--- Start of Exercise material ---

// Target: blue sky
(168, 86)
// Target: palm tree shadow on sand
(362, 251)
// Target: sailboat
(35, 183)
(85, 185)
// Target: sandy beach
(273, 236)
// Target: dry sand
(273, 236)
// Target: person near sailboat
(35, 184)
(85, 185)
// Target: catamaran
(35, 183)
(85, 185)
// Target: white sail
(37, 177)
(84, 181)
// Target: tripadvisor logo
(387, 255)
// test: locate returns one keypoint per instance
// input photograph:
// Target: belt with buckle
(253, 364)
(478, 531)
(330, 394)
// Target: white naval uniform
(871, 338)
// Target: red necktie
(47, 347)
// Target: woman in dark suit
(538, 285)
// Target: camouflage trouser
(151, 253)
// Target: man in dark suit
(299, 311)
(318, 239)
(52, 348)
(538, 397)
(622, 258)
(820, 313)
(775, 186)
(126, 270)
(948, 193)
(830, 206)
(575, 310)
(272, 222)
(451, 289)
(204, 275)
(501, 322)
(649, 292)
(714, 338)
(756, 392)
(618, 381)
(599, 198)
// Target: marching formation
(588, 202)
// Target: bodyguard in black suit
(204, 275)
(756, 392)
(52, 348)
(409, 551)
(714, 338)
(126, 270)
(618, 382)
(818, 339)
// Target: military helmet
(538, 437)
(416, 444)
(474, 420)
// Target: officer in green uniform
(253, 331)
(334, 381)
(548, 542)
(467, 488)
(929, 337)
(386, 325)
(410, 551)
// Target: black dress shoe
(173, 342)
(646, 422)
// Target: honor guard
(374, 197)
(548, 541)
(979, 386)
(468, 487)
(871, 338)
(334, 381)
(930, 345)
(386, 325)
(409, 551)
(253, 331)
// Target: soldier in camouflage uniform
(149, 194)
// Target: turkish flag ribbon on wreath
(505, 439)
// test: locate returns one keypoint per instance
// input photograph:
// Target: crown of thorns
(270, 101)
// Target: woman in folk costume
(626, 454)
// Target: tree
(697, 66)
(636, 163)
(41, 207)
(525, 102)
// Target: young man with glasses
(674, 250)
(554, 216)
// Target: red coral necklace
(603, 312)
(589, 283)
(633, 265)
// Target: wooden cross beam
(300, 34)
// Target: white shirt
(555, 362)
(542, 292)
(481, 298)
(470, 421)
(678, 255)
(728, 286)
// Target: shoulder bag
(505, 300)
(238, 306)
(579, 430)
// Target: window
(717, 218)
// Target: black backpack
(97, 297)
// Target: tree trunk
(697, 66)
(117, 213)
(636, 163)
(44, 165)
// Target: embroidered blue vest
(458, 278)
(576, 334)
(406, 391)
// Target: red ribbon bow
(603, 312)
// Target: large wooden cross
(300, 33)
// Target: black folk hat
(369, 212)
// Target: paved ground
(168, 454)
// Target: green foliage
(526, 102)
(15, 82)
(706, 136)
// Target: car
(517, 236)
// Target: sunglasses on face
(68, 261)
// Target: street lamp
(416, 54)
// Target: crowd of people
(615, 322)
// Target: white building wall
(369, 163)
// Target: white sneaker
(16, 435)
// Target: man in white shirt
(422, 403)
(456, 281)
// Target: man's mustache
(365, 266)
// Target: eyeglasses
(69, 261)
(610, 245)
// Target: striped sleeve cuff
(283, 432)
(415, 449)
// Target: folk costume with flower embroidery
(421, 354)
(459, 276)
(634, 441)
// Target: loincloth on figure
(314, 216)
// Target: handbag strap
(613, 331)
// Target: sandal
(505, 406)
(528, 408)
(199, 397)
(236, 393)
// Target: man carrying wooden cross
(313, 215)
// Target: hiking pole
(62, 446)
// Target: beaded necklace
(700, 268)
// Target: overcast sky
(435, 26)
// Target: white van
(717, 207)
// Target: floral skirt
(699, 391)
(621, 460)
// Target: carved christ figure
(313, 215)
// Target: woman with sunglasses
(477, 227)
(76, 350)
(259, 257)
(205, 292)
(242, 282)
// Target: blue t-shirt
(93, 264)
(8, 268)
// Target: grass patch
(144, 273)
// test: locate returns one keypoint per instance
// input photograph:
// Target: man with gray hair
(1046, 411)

--- End of Exercise material ---

What you are asked to do — Set down all of the data above, word for word.

Task answer —
// Target: blue sky
(168, 86)
// Target: palm tree shadow on sand
(362, 251)
// Target: sailboat
(35, 183)
(85, 185)
// Target: sandy beach
(273, 236)
// Target: dry sand
(273, 236)
// Target: person near sailboat
(35, 184)
(85, 185)
// Target: catamaran
(35, 183)
(85, 185)
// Target: white sail
(37, 177)
(84, 181)
// Target: tripadvisor logo
(387, 255)
// test: locate returns one keypoint per instance
// input photograph:
// Target: belt with buckle
(253, 364)
(478, 531)
(330, 394)
// Target: white naval uniform
(871, 338)
// Target: red necktie
(47, 347)
// Target: woman in dark suit
(538, 285)
// Target: camouflage trouser
(151, 253)
// Target: man in dark suit
(299, 311)
(318, 239)
(52, 348)
(538, 397)
(622, 258)
(820, 313)
(775, 186)
(126, 270)
(948, 193)
(830, 206)
(575, 310)
(272, 222)
(451, 289)
(204, 275)
(501, 322)
(649, 292)
(714, 338)
(756, 392)
(618, 381)
(599, 198)
// Target: marching formation
(588, 202)
// Target: bodyguard in black suit
(204, 275)
(756, 392)
(52, 348)
(409, 551)
(714, 338)
(126, 270)
(618, 382)
(818, 339)
// Target: military helmet
(538, 437)
(416, 444)
(474, 420)
// Target: officer in green uniform
(253, 331)
(334, 381)
(548, 542)
(467, 488)
(929, 337)
(386, 325)
(410, 551)
// Target: black dress shoe
(173, 342)
(646, 422)
// Target: honor guard
(374, 197)
(548, 541)
(979, 386)
(468, 487)
(871, 338)
(334, 381)
(930, 345)
(386, 325)
(409, 551)
(253, 331)
// Target: soldier in camouflage uniform
(149, 194)
// Target: turkish flag ribbon on wreath
(505, 439)
// test: locate returns one keypoint per instance
// input photograph:
// Target: crown of thorns
(270, 101)
// Target: woman in folk costume
(626, 454)
// Target: tree
(697, 66)
(636, 163)
(41, 207)
(525, 102)
// Target: young man with glasses
(674, 250)
(554, 216)
// Target: red coral necklace
(603, 312)
(589, 283)
(633, 265)
// Target: wooden cross beam
(300, 34)
// Target: white shirt
(555, 362)
(542, 292)
(481, 298)
(470, 421)
(678, 255)
(728, 286)
// Target: shoulder bag
(505, 300)
(238, 306)
(579, 430)
// Target: window
(717, 218)
// Target: black backpack
(97, 297)
// Target: tree trunk
(697, 66)
(117, 213)
(636, 163)
(44, 165)
// Target: embroidered blue vest
(458, 278)
(576, 334)
(406, 391)
// Target: red ribbon bow
(603, 312)
// Target: large wooden cross
(300, 33)
// Target: black folk hat
(369, 212)
// Target: paved ground
(168, 454)
// Target: green foliage
(526, 102)
(15, 82)
(706, 136)
// Target: car
(517, 236)
// Target: sunglasses on face
(68, 261)
// Target: street lamp
(416, 54)
// Target: crowd of people
(615, 322)
// Target: white building wall
(369, 163)
// Target: white sneaker
(16, 435)
// Target: man in white shirt
(422, 403)
(456, 281)
// Target: man's mustache
(365, 266)
// Target: eyeglasses
(69, 261)
(610, 245)
// Target: striped sleeve cuff
(283, 432)
(415, 449)
// Target: folk costume with flower embroidery
(421, 354)
(459, 276)
(634, 441)
// Target: loincloth on figure
(314, 216)
// Target: handbag strap
(613, 331)
// Target: sandal
(505, 406)
(528, 408)
(199, 397)
(236, 393)
// Target: man carrying wooden cross
(313, 215)
// Target: hiking pole
(62, 446)
// Target: beaded necklace
(700, 268)
// Target: overcast sky
(435, 26)
// Target: white van
(717, 207)
// Target: floral skirt
(699, 391)
(621, 460)
// Target: carved christ figure
(313, 215)
// Target: woman with sunglasses
(477, 227)
(76, 350)
(259, 257)
(205, 292)
(242, 282)
// Target: blue t-shirt
(93, 264)
(8, 268)
// Target: grass patch
(144, 273)
// test: locate returns one keypoint per instance
// input photograph:
// Target: man with gray hair
(1046, 411)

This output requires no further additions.